■ WRITTEN TASK:
Pull out every line of the records that contains the word "Query", matching upper and lower case exactly.

■ GIVEN ENTRIES:
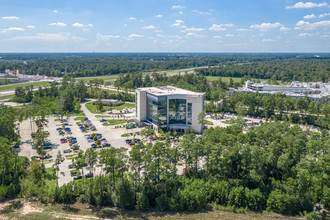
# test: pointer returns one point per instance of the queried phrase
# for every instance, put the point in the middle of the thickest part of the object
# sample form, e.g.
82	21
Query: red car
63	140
---
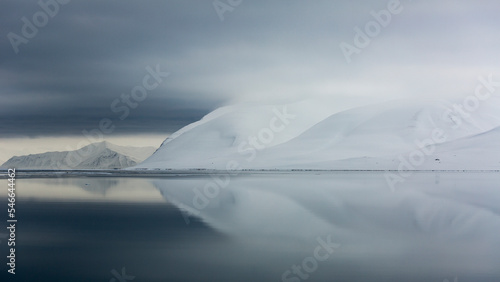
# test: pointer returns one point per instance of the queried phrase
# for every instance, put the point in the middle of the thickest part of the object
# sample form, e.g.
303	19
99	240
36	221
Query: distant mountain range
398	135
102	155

■ EXERCISE SOLUTION:
Query: red car
Query: distant mountain range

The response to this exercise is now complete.